- _TO DO_:
a) Rewrite the passage of the blog post on using art in lessons starting with "The new question-of-the-week" and going on through "more resources here.", replacing "art room" with "studio".
b) Decide whether each statement below agrees with the blog post on using art in lessons. Answer yes or no for each, quoting the words of the post that decide it.
(i) Wendi Pillars has used art in multiple content areas for more than two decades.
(ii) Irina McGrath was a guest on the BAM! Radio Show.
(iii) Wendi Pillars is the author of three books.
c) Answer these questions using the blog post on using art in lessons.
(i) What is the new question-of-the-week?
(ii) What is the title of the previous post mentioned in the blog?
(iii) What is Wendi Pillars's Twitter handle?

- _READING PASSAGE_:
-=-=-=-=-
The new question-of-the-week is:

What are the best ways you have used art in lessons?

Art is used in my classes and not just in the art room. There are lots of different ways that teachers incorporate it.

This series will explore some of those instructional strategies.

Today, Wendi Pillars, Keisha Rembert, Delia M. Cruz-Fernández, and Irina McGrath, Ph.D., offer their suggestions. Wendi, Keisha, and Delia were also guests on my 10-minute BAM! Radio Show. You can also find a list of, and links to, previous shows here.

You might also be interested in a previous post appearing in this blog, The Role Of Arts Education In Schools and many more resources here.

Art Can Be a ‘Bridge’

Wendi Pillars, a national-board-certified teacher, has used art in many forms in multiple content areas for more than two decades. She is the author of two books: Visual Notetaking for Educators, and more recently, Visual Impact! Transform Communication in Your Boardroom, Classroom, or Living Room. Find her on twitter @wendi322:

You’ve all seen it. You give instructions or present information to your students and swear up and down it was So. Clear. Surely everyone understood it because you explained it so well; undoubtedly, any assessment will prove this!
-=-=-=-=-
- _EXTRACTED RECORDS_:
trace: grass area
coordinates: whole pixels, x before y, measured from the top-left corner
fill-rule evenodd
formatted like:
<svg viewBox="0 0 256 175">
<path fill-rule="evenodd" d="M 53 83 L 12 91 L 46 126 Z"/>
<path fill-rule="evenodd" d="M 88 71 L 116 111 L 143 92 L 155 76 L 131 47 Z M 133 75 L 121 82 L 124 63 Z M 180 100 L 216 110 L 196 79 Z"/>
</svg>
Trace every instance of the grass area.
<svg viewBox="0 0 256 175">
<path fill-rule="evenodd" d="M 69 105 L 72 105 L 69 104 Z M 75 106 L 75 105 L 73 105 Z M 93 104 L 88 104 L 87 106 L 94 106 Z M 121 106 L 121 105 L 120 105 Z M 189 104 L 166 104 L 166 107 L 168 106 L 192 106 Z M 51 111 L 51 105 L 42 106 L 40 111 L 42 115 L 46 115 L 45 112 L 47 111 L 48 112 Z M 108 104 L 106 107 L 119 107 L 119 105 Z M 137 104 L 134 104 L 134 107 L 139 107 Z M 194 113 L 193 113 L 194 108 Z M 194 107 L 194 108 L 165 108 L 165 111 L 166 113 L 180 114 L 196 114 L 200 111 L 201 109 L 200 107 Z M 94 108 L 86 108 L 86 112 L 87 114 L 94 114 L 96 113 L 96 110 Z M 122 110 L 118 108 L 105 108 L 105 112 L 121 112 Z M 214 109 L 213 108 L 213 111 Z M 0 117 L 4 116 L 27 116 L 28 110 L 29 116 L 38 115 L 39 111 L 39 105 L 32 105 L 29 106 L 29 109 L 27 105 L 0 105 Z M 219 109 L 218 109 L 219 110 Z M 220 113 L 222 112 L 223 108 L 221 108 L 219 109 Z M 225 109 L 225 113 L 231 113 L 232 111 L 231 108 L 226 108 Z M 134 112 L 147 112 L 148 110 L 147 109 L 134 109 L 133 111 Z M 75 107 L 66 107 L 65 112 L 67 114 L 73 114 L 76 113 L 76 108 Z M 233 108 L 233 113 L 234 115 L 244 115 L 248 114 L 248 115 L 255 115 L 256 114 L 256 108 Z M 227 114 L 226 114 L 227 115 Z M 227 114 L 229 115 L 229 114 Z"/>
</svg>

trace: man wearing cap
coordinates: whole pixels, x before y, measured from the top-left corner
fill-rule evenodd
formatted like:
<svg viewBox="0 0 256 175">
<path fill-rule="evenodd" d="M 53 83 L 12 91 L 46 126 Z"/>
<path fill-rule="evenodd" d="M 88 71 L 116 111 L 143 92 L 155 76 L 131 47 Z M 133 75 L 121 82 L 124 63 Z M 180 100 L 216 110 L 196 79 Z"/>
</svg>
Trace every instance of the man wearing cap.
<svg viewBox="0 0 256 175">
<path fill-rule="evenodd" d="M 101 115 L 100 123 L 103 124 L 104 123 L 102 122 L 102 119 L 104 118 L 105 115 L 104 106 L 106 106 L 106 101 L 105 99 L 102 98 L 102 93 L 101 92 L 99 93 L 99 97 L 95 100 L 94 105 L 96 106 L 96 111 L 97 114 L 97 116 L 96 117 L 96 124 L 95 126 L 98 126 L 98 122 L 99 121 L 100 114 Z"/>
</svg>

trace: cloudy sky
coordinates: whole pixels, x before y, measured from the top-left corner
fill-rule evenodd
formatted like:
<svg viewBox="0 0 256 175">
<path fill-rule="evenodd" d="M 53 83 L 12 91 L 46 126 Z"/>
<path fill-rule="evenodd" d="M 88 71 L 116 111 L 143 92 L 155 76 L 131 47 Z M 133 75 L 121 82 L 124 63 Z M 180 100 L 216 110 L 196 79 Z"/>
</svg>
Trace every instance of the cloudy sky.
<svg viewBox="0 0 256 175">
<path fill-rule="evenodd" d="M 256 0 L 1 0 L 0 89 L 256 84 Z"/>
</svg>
-=-=-=-=-
- _THE REPLIES_:
a)
The new question-of-the-week is:

What are the best ways you have used art in lessons?

Art is used in my classes and not just in the studio. There are lots of different ways that teachers incorporate it.

This series will explore some of those instructional strategies.

Today, Wendi Pillars, Keisha Rembert, Delia M. Cruz-Fernández, and Irina McGrath, Ph.D., offer their suggestions. Wendi, Keisha, and Delia were also guests on my 10-minute BAM! Radio Show. You can also find a list of, and links to, previous shows here.

You might also be interested in a previous post appearing in this blog, The Role Of Arts Education In Schools and many more resources here.

b)
(i) Yes: "has used art in many forms in multiple content areas for more than two decades"
(ii) No: "Wendi, Keisha, and Delia were also guests on my 10-minute BAM! Radio Show."
(iii) No: "She is the author of two books"

c)
(i) What are the best ways you have used art in lessons?
(ii) The Role Of Arts Education In Schools
(iii) @wendi322